# EXCERPT TO READ
______

A £77m plan to change the road network around Bradley and Cooper Bridge will be unveiled this summer.

And it’s coming years sooner than previously thought.

Highways officials have confirmed they have significantly advanced plans to provide a bypass to the Huddersfield side of the constantly jammed Cooper Bridge roundabout.

Five routes are being considered across land between the White Cross Inn at the foot of Bradley Road and the A644 Wakefield Road – the road to the M62.

Kirklees Council highways official, Keith Bloomfield, also confirmed the council wants to make the A644, which is technically in Calderdale, a dual carriageway.

The detail emerged in the latest session of the Local Plan inquiry where Kirklees Council was pitching its case to build on Bradley Park Golf Course to a planning inspector.

A document submitted to the inspector by the West Yorkshire Combined Authority confirmed it would be providing £69.3m of its £1bn transport fund towards the £77m scheme, with the balance being found from housing and development firms.

The proposed Cooper Bridge bypass will link Bradley Road (left) with the A644 Wakefield Road (right). Photos from Google.

Mr Bloomfield told the inquiry that the new road, which will also link with the planned homes on what is now the golf course, was “challenging” in engineering terms.

______

# EXERCISE
Please transcribe the Cooper Bridge bypass article word for word, starting at "Kirklees Council highways" and stopping after "a planning inspector.".

# RECORDS SUPPLIED
______

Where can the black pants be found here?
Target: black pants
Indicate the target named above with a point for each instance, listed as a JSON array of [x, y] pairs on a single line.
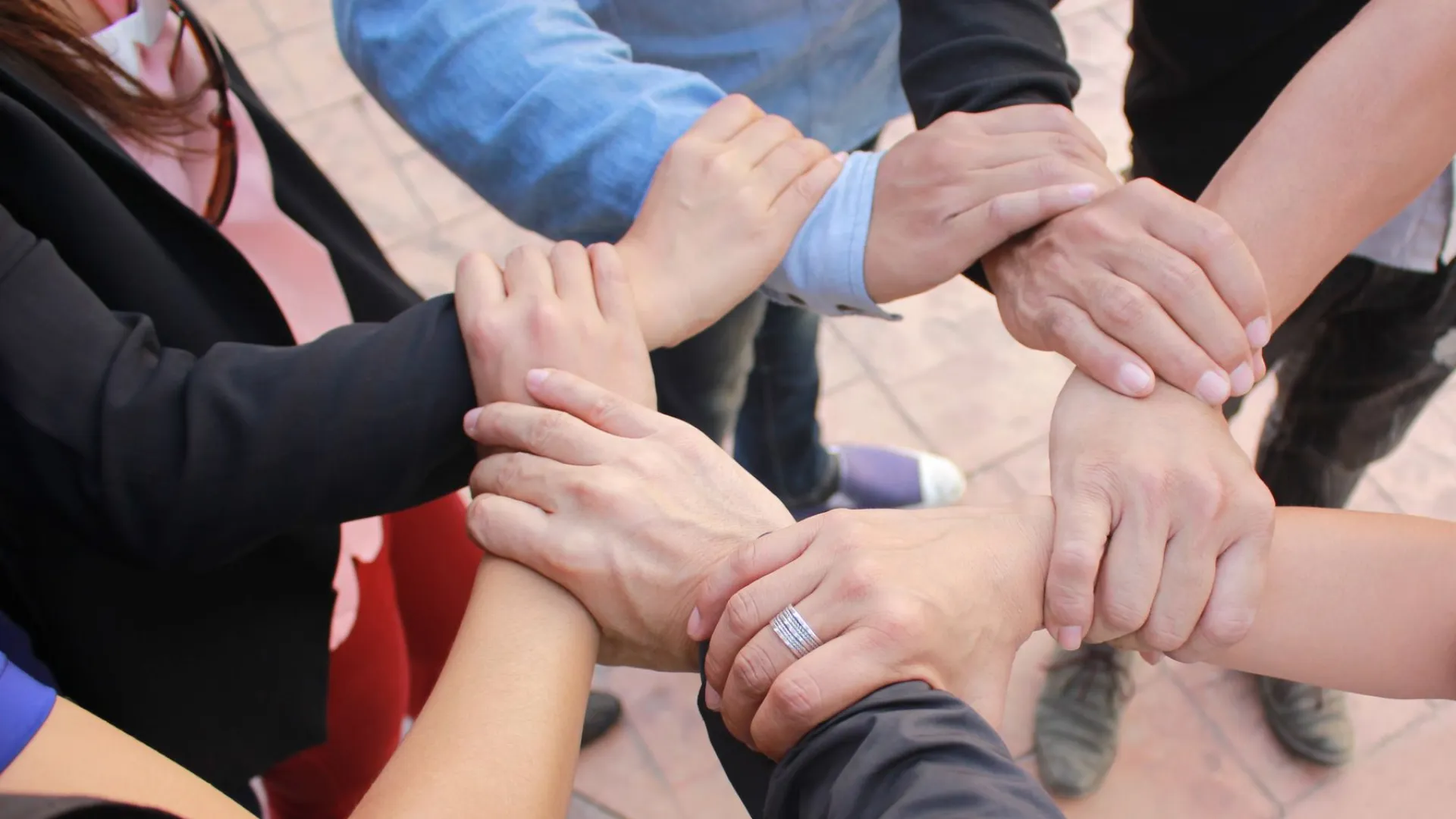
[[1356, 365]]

______

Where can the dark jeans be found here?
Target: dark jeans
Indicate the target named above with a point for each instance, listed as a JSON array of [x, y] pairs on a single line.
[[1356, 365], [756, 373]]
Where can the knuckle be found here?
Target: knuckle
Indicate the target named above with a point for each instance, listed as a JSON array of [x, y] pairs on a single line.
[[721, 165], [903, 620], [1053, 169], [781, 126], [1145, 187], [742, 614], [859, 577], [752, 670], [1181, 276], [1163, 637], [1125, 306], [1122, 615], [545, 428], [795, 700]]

______

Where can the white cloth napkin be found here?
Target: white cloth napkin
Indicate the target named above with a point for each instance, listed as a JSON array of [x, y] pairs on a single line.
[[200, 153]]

______

# TASK OUTPUT
Kirklees Council highways official, Keith Bloomfield, also confirmed the council wants to make the A644, which is technically in Calderdale, a dual carriageway.

The detail emerged in the latest session of the Local Plan inquiry where Kirklees Council was pitching its case to build on Bradley Park Golf Course to a planning inspector.